Directions:
1) According to the court excerpt on doctors' evidence, why do many busy Surgeons refuse to treat medico-legal cases?
2) Echo the part of the court excerpt on doctors' evidence that opens with the words containing "12. In view" and closes with "cannot be sustained.".

Page excerpt:
------

11. It would also be pertinent to notice that the Apex Court noticed the difficulties in examining the Doctors and has given certain suggestions in this behalf and it would be pertinent to reproduce the same:

16. We may in this context refer to the difficulties faced by claimants in securing the presence of busy Surgeons or treating Doctors who treated them, for giving evidence. Most of them are reluctant to appear before the Tribunals for obvious reasons either because their entire day is likely to be wasted in attending the Tribunal to give evidence in a single case or because they are not shown any priority in recording evidence or because the claim petition is filed at a place far away from the place where the treatment was given. Many a time, the claimants are reluctant to take coercive steps for summoning the Doctors who treated them, out of respect and gratitude towards them or for fear that if forced to come against their wishes, they may give evidence which may not be very favorable. This forces the injured claimants to approach “professional” certificate givers whose evidence most of the time is found to be not satisfactory. Tribunals should realize that a busy Surgeon may be able to save ten lives or perform twenty surgeries in the time he spends to attend the Tribunal to give evidence in one accident case. Many busy Surgeons refuse to treat medico-legal cases out of apprehension that their practice and their current patients will suffer, if they have to spend their days in Tribunals giving evidence about past patients. The solution does not lie in coercing the Doctors to attend the Tribunal to give evidence. The solution lies in recognizing the valuable time of Doctors and accommodating them. Firstly, efforts should be made to record the evidence of the treating Doctors on commission, after ascertaining their convenient timings. Secondly, if the Doctors attend the Tribunal for giving evidence, their evidence may be recorded without delay, ensuring that they are not required to wait. Thirdly, the Doctors may be given specific time for attending the Tribunal for giving evidence instead of requiring them to come at 10.30 A.M. or 11.00 A.M. and wait in the Court Hall. Fourthly, in cases where the certificates are not contested by the Respondents, they may be marked by consent, thereby dispensing with the oral evidence. These small measures as also any other suitable steps taken to ensure the availability of expert evidence, will ensure assessment of just compensation and will go a long way in demonstrating that Courts/Tribunals show concern for litigants and witnesses.

12. In view of the above law laid down by the Apex Court, it is clear that the assessment made by the learned Motor Accident Claims Tribunal is totally against the law laid down by the Apex Court and therefore, the award cannot be sustained.

------

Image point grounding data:
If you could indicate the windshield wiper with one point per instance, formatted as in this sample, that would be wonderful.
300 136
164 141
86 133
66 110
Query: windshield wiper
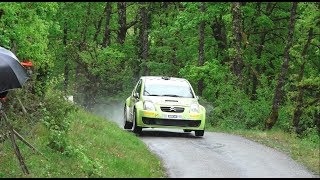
153 95
171 95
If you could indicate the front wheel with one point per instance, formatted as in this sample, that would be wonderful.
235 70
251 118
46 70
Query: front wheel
136 129
199 132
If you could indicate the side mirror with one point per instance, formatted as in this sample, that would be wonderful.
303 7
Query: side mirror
136 95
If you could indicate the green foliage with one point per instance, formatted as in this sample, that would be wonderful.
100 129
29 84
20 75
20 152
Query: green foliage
56 112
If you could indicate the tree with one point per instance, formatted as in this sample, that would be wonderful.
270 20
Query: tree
279 93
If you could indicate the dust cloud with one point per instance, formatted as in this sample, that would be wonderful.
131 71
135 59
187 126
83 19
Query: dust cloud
112 111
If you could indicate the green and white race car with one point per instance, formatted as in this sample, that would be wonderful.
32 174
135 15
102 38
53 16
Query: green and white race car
164 102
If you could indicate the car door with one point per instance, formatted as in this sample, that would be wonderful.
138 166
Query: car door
134 98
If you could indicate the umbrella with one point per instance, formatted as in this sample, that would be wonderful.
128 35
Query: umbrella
12 73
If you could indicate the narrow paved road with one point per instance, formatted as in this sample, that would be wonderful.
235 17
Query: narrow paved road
214 155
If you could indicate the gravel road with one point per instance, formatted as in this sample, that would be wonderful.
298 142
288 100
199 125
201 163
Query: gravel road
214 154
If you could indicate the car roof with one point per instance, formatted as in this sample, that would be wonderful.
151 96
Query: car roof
164 78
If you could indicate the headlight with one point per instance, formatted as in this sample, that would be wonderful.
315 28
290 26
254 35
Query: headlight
194 108
148 106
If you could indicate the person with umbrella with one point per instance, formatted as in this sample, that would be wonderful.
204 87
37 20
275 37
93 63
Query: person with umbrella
12 73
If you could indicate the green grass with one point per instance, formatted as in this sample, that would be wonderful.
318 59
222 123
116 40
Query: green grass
301 150
97 148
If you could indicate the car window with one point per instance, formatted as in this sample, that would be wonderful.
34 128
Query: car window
167 88
138 89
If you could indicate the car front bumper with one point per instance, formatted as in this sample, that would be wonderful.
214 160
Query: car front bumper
160 119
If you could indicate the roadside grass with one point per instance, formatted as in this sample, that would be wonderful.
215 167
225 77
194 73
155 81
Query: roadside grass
303 151
97 148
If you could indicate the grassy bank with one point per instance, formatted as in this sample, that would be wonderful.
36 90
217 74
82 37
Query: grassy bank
303 151
97 148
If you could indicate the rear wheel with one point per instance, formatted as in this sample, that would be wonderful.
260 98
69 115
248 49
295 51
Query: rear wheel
199 132
136 129
127 125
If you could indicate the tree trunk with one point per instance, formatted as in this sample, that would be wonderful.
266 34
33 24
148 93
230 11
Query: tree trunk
66 66
278 95
122 9
237 33
298 110
107 32
201 48
98 27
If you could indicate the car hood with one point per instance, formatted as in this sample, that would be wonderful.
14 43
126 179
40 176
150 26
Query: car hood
170 101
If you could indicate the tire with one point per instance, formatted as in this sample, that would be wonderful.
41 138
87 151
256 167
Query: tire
136 129
199 132
127 125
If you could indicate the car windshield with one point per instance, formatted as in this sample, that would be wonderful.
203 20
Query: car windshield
167 88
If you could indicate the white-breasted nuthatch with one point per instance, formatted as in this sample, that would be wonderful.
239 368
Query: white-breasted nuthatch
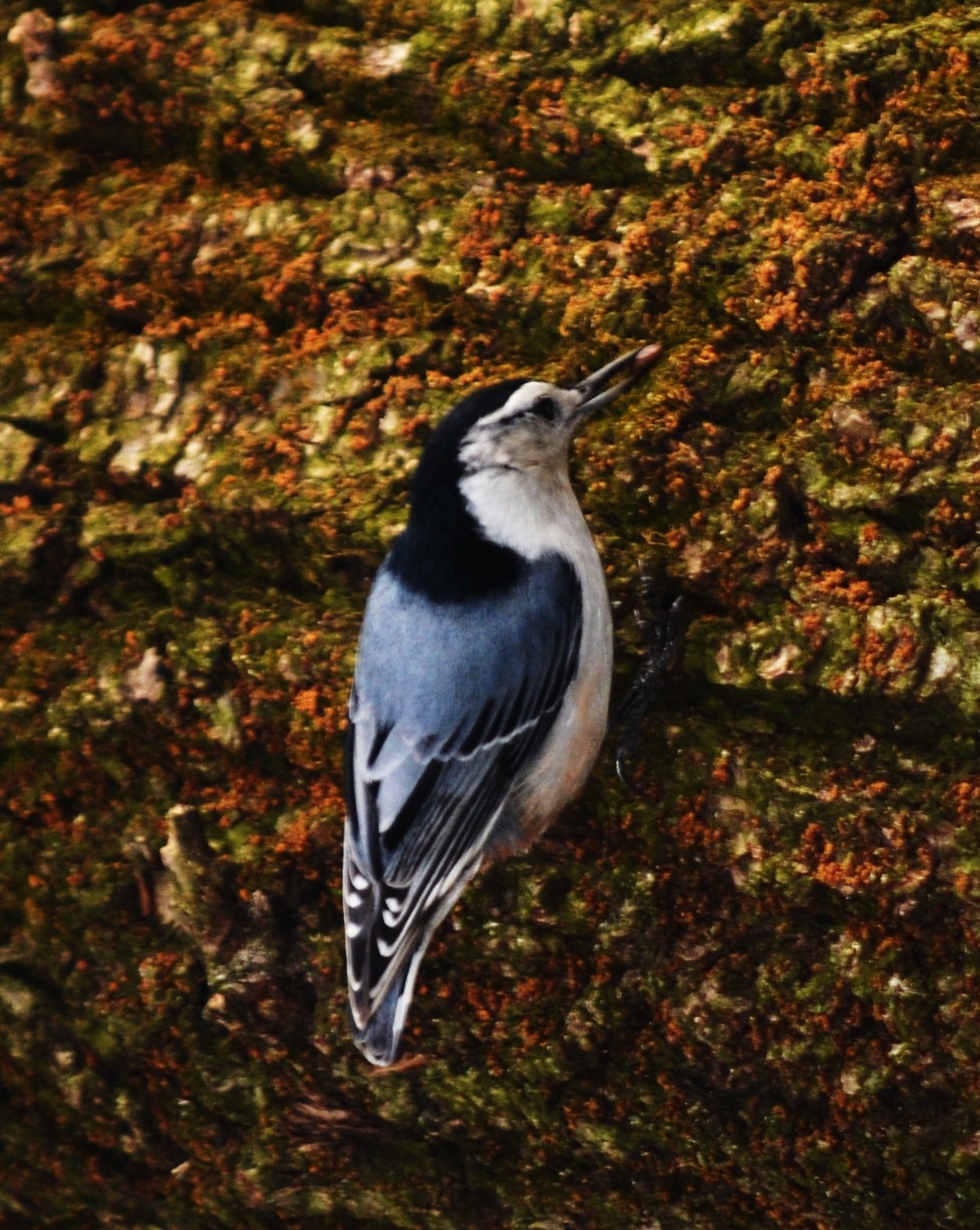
483 679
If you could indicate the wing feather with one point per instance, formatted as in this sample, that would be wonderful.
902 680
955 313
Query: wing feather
448 709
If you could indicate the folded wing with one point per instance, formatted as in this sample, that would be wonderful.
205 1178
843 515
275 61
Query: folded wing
449 706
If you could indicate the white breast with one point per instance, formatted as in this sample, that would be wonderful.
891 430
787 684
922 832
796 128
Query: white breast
536 512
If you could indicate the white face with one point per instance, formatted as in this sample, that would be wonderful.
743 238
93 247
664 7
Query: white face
532 429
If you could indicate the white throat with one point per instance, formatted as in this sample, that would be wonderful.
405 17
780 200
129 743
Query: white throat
532 512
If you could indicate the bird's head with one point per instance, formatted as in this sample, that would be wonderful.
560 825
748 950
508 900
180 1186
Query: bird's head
524 425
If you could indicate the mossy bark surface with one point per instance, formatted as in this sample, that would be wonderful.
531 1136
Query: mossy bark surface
249 255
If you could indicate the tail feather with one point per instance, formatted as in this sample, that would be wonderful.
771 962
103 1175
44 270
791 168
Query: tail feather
380 1038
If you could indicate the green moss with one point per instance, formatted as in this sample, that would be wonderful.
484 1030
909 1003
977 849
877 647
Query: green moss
249 259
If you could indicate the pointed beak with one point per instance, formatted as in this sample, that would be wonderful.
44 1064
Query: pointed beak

------

Expected results:
1) They fear that their practice and their current patients will suffer if they have to spend their days in Tribunals giving evidence about past patients.

2)
12. In view of the above law laid down by the Apex Court, it is clear that the assessment made by the learned Motor Accident Claims Tribunal is totally against the law laid down by the Apex Court and therefore, the award cannot be sustained.